*Stated problem 1:* Set down everything in the nDomain text from "It is a function" down to "the table below.", word for word.
*Stated problem 2:*
Do these statements agree with the nDomain text? Answer yes or no for each, and quote the words of the text that decide it.
(a) nDomain can configure hundreds of Domains on a single device.
(b) Virtual Instance has relatively low complexity and overhead.
(c) nDomain is the suitable technology for solving IP overlap issues.
*Stated problem 3:* How might the nDomain text go on after its last sentence? Extend it from that point.
* start Selected extract *
It is a function that logically separates a network. To put it simply, it is a technology that creates multiple independent 'virtual network' spaces within a single physical device. It enables Multi-tenancy and Network Segmentation to operate multiple independent network environments simultaneously on one device. It is primarily used for purposes such as service isolation, logical separation per customer, and allowing the overlapping use of identical IP addresses. 

 

Understanding Virtualization Technology

Technologies for virtualizing an ADC can be broadly divided into technology that separates hardware resources to create independent virtual instances (Virtual Instance-based PAS-KV virtualization) and virtualization technology through logical network separation like nDomain. The differences and pros/cons of each are shown in the table below. 

 

[Table 1] Conceptual Differences in Virtualization Technologies

 

Item nDomain Virtual Instance
Isolation Level Logical network separation Hardware resource and Operating System level separation
Operational Scope Operates on a single OS instance of PAS-K Independent OS and operation per Instance
Virtualization Scale Can configure hundreds of Domains on a single device Can create tens of Virtual Instances depending on hardware capacity
Resource Allocation Shared CPU, RAM, etc. (Provides only logical network separation) Allocation and isolation of physical resources like CPU, RAM
Purpose of Use Logical multi-tenancy environments such as routing per customer/service, IP separation Completely isolated environments between customers/services
Complexity/Overhead Relatively low Relatively high

 

 

Environment & Situation (Scenario) Suitable Technology
Want to separate more services or customer traffic within the same PAS-K. nDomain
Need an environment completely isolated by resource units. (When security and satisfying customer SLAs are critical) Virtual Instance
Need to solve IP overlap issues. nDomain
Need separate policies, management rights, certificates, and patch management for each customer. Virtual Instance

 

 

 

[Figure 1] nDomain vs. Virtual Instance

 

Technical Understanding of nDomain

 

Network namespace

Network Namespace is a feature that separates the network stack at the kernel level, making a single system act as if it were separate systems with multiple independent network environments. Using network namespaces allows you to independently configure network interfaces, IP addresses, routing tables, firewall rules, etc., on the same physical host.
* end Selected extract *
* start Data shown *
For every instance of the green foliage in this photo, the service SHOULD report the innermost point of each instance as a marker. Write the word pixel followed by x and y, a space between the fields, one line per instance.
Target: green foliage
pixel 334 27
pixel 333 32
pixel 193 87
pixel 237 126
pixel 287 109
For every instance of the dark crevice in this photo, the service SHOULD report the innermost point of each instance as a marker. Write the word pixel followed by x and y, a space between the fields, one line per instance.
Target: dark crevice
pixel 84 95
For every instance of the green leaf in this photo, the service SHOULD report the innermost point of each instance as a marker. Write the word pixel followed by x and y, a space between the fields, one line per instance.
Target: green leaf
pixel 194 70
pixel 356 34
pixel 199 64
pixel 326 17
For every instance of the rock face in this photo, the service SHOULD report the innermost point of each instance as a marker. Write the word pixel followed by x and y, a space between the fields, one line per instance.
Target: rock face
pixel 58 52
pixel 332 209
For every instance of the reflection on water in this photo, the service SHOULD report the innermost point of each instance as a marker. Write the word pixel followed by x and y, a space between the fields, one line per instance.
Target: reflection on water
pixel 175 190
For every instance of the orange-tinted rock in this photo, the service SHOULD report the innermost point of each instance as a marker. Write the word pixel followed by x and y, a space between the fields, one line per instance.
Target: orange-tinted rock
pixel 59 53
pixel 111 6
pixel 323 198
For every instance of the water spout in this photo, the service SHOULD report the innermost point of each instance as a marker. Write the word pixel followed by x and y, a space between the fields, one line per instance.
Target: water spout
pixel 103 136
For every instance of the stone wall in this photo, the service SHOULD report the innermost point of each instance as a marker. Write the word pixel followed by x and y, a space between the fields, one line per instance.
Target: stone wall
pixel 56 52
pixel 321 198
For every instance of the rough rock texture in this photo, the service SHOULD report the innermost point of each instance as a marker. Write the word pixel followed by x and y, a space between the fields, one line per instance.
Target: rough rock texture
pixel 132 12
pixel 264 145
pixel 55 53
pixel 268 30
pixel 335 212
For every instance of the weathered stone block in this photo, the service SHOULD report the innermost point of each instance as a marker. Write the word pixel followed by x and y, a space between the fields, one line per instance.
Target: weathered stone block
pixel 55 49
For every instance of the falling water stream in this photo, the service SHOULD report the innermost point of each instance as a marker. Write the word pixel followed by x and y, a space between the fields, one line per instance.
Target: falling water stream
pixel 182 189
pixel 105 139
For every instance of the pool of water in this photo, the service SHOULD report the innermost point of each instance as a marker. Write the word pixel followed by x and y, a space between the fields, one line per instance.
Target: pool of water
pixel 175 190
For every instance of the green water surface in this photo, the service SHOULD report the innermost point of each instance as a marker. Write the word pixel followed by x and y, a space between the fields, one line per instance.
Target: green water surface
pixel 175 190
* end Data shown *
* start Data shown *
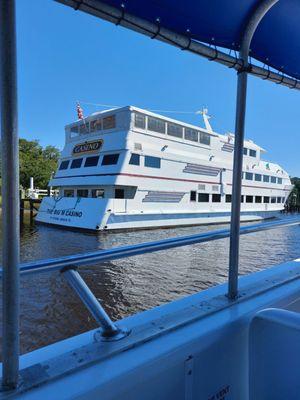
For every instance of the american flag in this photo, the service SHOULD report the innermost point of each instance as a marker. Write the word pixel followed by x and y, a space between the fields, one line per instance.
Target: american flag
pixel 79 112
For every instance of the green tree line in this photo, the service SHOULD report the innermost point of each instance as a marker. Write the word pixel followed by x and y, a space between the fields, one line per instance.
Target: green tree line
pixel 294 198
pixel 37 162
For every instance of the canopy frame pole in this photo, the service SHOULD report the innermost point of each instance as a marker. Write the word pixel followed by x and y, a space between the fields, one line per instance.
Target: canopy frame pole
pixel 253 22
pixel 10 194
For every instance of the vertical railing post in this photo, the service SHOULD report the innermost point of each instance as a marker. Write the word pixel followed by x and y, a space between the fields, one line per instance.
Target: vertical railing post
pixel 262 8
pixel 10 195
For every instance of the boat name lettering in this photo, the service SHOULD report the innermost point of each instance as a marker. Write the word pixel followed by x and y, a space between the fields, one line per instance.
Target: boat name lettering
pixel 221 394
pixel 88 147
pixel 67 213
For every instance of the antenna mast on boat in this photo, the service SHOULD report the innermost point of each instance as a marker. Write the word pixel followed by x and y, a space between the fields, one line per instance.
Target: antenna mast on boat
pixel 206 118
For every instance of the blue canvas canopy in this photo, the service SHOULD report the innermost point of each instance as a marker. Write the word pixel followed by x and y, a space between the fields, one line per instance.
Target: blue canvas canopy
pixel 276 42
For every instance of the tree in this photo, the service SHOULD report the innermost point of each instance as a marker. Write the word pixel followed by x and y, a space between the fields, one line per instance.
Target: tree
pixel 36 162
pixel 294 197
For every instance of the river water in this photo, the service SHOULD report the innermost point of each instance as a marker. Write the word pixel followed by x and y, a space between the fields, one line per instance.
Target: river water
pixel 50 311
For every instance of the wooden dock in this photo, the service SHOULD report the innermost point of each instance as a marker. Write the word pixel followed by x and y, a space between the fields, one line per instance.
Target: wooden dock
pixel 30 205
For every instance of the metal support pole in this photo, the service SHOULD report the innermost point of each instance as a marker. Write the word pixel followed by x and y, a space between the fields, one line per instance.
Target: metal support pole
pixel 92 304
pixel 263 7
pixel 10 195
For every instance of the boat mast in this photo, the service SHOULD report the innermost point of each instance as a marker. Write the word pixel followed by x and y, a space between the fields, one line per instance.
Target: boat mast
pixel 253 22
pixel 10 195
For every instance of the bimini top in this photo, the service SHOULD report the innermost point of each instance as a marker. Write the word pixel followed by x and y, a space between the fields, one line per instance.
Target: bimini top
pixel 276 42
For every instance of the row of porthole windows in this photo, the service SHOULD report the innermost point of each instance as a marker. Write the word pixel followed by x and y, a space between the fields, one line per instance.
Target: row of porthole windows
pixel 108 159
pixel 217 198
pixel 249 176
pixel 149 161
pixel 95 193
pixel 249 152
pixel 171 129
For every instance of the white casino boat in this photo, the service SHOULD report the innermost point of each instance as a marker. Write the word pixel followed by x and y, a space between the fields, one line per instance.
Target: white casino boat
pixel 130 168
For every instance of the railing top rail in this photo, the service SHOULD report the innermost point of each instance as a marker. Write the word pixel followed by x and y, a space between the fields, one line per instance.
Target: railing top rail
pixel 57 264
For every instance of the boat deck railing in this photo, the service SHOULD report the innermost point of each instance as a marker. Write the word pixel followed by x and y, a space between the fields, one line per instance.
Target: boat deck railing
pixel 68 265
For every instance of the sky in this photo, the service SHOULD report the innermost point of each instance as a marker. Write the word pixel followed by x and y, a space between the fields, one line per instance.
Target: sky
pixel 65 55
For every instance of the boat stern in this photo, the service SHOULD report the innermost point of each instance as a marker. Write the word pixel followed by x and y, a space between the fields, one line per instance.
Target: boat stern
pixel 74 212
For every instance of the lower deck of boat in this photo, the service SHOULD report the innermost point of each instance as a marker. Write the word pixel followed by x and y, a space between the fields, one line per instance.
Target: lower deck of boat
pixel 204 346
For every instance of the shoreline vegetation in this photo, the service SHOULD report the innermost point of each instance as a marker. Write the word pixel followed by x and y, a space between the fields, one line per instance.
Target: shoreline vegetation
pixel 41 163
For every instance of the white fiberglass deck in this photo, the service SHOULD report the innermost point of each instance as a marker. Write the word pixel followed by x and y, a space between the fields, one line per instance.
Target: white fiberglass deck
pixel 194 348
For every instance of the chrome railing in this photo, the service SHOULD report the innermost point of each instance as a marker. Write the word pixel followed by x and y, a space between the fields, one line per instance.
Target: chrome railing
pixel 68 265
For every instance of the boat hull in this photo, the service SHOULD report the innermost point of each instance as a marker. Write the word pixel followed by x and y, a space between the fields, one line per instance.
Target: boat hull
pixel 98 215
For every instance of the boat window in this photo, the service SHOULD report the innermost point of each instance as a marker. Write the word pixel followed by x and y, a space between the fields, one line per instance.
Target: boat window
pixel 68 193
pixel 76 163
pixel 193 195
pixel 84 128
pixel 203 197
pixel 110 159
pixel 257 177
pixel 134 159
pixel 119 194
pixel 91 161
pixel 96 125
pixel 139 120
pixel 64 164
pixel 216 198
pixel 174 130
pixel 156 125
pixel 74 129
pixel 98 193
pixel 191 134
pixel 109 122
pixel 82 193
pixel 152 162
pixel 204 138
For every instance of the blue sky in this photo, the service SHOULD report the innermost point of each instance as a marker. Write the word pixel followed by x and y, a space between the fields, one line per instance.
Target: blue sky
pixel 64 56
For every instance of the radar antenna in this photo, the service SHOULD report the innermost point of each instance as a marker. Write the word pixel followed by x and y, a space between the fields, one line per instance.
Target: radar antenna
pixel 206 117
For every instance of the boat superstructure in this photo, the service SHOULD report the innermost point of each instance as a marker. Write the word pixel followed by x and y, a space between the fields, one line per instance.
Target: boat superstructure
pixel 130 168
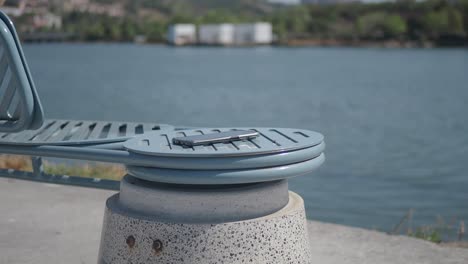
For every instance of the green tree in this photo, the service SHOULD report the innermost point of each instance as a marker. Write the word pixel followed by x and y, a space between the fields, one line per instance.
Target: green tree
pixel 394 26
* end Data shown *
*Written response 1:*
It is a function that logically separates a network. To put it simply, it is a technology that creates multiple independent 'virtual network' spaces within a single physical device. It enables Multi-tenancy and Network Segmentation to operate multiple independent network environments simultaneously on one device. It is primarily used for purposes such as service isolation, logical separation per customer, and allowing the overlapping use of identical IP addresses. 

 

Understanding Virtualization Technology

Technologies for virtualizing an ADC can be broadly divided into technology that separates hardware resources to create independent virtual instances (Virtual Instance-based PAS-KV virtualization) and virtualization technology through logical network separation like nDomain. The differences and pros/cons of each are shown in the table below.

*Written response 2:*
(a) Yes: "Can configure hundreds of Domains on a single device"
(b) No: "Complexity/Overhead Relatively low Relatively high" (the low figure belongs to nDomain, the high one to Virtual Instance)
(c) Yes: "Need to solve IP overlap issues. nDomain"

*Written response 3:*
  ■ Independent Network Stack

Network components within a network namespace (network interfaces, IP addresses, routing tables, etc.) are completely isolated from other namespaces. This allows multiple network configurations to operate simultaneously on one system. For example, even if the same IP address is used across namespaces, they do not interfere with each other.

 

  ■ Isolation Between Namespaces

Since isolation occurs between network namespaces, it is advantageous in terms of security and testing. Network communication or configuration changes made within a namespace do not affect other namespaces.

 

Service Configuration Diagram

 

 

[Figure 2] Example of Independent Network Stack Configuration with nDomain

 

Since the Network namespace supports an independent network stack, identical IPs can be set for each nDomain within PAS-K.

 

 

[Figure 3] Example of nDomain Service Chain 

 

Traffic delivery between nDomains can be transmitted externally via VLAN. 

 

Summary

 

  ■ Network Logical Isolation

• When using nDomain, routing is not performed between each domain by default.
• Therefore, Customer A's traffic and Customer B's traffic are completely isolated.

 

  ■ Overlapping IP Support

• Since each nDomain is independent, different domains can use the same IP address range.
• Flexibility and usability regarding IP resources are greatly increased.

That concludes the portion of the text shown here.